**課題の内容:**
1. MtFについての文章で、人生のだいたいのことを決めるとされる「3つのK」をすべて挙げてください。
2. MtFについての文章を、最後の文の後から書き継いでください。

**元の文章:**
⟨

逆境の中でも微笑むことのできるMtFの方へ──IS-MtFもね、そうなんだ

2017年4月4日 ホルモン補充療法開始直前の更年期障害時(数え45歳)

 Facebookなどを拝読していると、様々なMtFの方々をお見かけする。
 恵まれた人、そうでない人、いろいろといる。
 MtFというか、人生のだいたいのことは、3つのKのバランスできまる。一つは健康、一つはお金、もう一つは人間関係。平均して60点もあれば最高に幸せな人生を送れるだろう。
 MtFの苦しみはこの3つにまたがってしまうことが多い。最近は、お金の面では苦労しない人も出てきたし、人間関係の面でも家族や友だちの暖かな支援を得られることが多くなってきてはいる。
 とは言え、それはまだ例外と見做して置いたほうがいいだろう。
 それに、外見的に3つのKが満たされているように見えたとしても、当の本人にとっては、一生どうしたって逃げられない問題だ。どれほど完璧な外見を得ようが、本人は本当のことを知っているからね。

⟩

**提供一覧:**
⟨

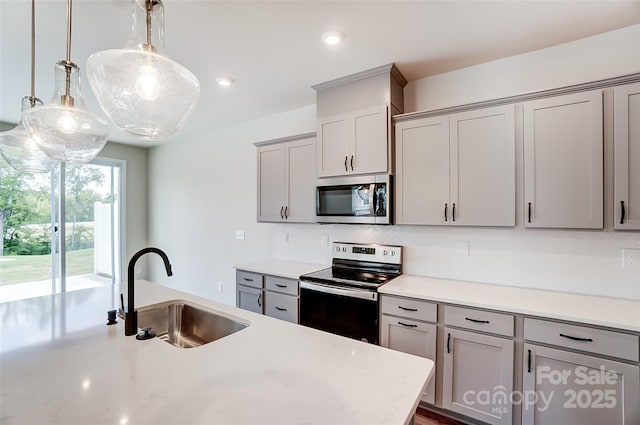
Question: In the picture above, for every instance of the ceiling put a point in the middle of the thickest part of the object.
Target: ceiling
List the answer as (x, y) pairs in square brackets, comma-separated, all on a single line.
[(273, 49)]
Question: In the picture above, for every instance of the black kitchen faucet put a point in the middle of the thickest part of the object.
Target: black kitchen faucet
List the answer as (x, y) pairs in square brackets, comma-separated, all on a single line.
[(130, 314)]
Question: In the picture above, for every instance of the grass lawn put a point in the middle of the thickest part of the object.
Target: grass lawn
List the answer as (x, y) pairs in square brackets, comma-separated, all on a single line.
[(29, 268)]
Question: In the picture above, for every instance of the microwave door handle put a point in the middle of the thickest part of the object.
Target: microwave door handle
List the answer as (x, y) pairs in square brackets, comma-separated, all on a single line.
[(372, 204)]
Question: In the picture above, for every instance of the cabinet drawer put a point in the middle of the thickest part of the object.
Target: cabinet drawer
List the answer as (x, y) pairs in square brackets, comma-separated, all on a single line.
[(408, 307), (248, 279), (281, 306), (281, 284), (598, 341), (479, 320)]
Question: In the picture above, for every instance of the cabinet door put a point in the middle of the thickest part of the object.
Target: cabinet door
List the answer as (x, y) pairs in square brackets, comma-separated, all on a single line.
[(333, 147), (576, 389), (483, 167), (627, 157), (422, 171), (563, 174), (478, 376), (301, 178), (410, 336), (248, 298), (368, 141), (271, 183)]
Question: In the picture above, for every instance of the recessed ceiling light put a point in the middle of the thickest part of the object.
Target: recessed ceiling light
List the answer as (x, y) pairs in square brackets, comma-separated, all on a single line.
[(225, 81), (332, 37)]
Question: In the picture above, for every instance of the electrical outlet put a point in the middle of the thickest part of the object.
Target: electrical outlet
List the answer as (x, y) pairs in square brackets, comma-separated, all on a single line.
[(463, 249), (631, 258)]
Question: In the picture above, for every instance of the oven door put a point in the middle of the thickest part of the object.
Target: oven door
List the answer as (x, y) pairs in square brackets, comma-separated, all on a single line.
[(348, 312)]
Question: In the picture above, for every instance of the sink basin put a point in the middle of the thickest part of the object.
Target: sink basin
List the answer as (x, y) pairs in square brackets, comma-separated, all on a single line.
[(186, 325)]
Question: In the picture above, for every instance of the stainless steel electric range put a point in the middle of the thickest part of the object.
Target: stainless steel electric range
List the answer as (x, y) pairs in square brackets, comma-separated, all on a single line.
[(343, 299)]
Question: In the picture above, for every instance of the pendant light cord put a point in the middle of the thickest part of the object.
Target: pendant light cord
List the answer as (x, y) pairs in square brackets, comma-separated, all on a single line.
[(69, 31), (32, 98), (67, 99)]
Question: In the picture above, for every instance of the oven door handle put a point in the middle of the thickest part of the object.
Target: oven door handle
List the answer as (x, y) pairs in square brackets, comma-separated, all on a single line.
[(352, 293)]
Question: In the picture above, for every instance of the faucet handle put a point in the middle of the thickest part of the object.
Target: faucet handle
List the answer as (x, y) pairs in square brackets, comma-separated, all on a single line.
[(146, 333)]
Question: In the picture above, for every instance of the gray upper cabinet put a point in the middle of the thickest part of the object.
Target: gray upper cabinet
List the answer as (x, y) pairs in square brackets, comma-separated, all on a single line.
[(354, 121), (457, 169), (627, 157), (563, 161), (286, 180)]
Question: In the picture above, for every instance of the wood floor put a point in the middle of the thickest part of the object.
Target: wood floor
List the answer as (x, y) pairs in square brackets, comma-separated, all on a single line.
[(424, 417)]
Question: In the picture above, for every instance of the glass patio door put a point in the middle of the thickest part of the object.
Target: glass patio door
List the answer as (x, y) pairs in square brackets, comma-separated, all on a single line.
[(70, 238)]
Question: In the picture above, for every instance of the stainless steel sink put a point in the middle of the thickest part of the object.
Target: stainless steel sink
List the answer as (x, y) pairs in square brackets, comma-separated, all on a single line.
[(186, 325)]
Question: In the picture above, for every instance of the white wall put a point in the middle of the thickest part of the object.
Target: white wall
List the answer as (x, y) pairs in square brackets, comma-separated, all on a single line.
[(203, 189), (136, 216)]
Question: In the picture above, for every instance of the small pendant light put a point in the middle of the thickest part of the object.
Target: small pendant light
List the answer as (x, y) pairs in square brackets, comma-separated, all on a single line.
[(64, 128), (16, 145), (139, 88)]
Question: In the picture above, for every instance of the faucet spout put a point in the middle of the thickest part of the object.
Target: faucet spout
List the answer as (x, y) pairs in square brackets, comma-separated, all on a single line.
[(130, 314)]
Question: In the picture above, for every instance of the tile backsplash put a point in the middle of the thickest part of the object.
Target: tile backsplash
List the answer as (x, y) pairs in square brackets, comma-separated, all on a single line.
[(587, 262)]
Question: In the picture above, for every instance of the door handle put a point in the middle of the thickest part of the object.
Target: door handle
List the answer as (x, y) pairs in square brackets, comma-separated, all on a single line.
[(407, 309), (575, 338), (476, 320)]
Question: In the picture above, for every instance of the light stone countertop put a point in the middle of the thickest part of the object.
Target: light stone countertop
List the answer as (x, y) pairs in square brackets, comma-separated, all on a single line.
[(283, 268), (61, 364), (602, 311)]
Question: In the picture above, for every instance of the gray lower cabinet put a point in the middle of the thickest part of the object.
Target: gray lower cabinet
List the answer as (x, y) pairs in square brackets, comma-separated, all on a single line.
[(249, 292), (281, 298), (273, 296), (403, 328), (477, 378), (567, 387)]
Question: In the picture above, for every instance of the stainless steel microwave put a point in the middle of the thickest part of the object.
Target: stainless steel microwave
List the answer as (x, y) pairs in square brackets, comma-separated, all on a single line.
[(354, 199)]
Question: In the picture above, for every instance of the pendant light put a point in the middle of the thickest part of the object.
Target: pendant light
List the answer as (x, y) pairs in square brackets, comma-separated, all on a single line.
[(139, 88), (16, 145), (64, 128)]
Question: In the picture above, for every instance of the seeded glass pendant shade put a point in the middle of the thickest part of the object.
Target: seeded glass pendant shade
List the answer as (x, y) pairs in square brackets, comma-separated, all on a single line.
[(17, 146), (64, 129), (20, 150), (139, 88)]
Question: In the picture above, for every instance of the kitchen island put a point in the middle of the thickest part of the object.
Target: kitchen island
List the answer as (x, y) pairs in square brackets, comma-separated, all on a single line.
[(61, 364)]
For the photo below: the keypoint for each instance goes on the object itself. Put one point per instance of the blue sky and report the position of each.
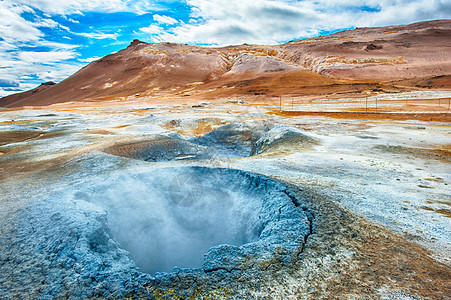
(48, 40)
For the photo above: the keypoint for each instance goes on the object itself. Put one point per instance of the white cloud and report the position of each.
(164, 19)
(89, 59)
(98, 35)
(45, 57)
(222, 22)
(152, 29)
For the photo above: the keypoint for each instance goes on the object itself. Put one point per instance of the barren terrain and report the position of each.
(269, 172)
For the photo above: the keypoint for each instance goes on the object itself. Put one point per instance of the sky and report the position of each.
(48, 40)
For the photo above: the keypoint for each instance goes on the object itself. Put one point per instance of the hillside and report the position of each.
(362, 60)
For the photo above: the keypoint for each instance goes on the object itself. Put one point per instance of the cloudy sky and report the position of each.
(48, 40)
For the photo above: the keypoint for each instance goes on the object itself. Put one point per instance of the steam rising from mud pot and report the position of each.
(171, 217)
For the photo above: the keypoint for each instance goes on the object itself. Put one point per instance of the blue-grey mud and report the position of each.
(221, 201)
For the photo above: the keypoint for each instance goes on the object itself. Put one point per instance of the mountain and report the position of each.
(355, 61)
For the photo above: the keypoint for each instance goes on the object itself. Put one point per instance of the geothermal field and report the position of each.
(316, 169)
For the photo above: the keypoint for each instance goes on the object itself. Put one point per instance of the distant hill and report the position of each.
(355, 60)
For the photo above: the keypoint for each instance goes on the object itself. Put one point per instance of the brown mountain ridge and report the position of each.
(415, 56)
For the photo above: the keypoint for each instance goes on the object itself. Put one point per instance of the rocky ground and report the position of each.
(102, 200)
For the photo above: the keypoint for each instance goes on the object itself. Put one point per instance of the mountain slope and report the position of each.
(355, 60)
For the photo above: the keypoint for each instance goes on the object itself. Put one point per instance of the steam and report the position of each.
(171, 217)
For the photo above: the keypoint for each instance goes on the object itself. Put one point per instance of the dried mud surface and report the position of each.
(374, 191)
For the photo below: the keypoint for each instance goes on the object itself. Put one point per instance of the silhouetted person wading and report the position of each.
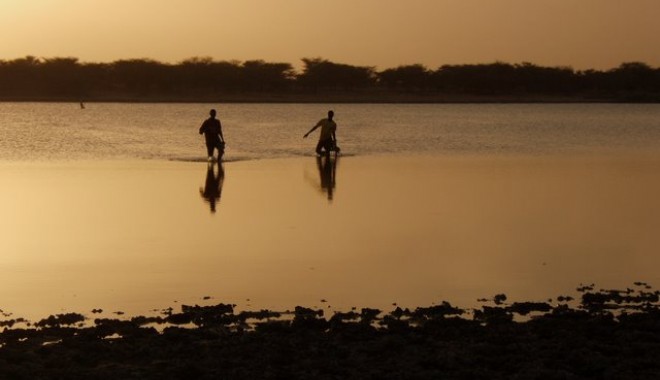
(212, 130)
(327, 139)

⟩

**課題別の解答:**
1. 健康、お金、人間関係

2.
 ネットやYouTubeで見ていると、割といけてるMtFの人たちがチューバーとしてやっていたり、硬派だとTwitterで世間の故なき攻撃から日夜戦ってくれている。
 いずれにしても私が思うには、MtFに関しては、結局は表に出られるのは、ある程度外見に自信があったり、声に自信があったりする人が多いかな。埋没して生きていけば楽そうだけど、まだまだそうはいかない。あえてオープンにして戦ってくれている。それに、外見や声のことを書いたが、そもそも、外見や声の時点でネットでいじめられてしまっては、伝えたいことが伝えられないのだから、致し方がない。だから私は、外見や声を生かして活動しているMtFを見て、自己顕示欲が強くてズルい人などとは、基本的には、思わない。FtMはハードルが低いので、若干ズルさを感じることもあるけどね。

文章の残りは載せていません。